WRITTEN TASK:
Rewrite the records below, swapping "crowd of people" for "group of people" everywhere it occurs and keeping every other character intact.
## BEGIN INFORMATION GIVEN
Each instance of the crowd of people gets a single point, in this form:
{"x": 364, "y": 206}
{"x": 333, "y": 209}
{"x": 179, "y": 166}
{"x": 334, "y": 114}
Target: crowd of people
## END INFORMATION GIVEN
OUTPUT OF THE TASK:
Each instance of the group of people gets a single point, in this form:
{"x": 364, "y": 206}
{"x": 333, "y": 209}
{"x": 179, "y": 166}
{"x": 334, "y": 114}
Target: group of people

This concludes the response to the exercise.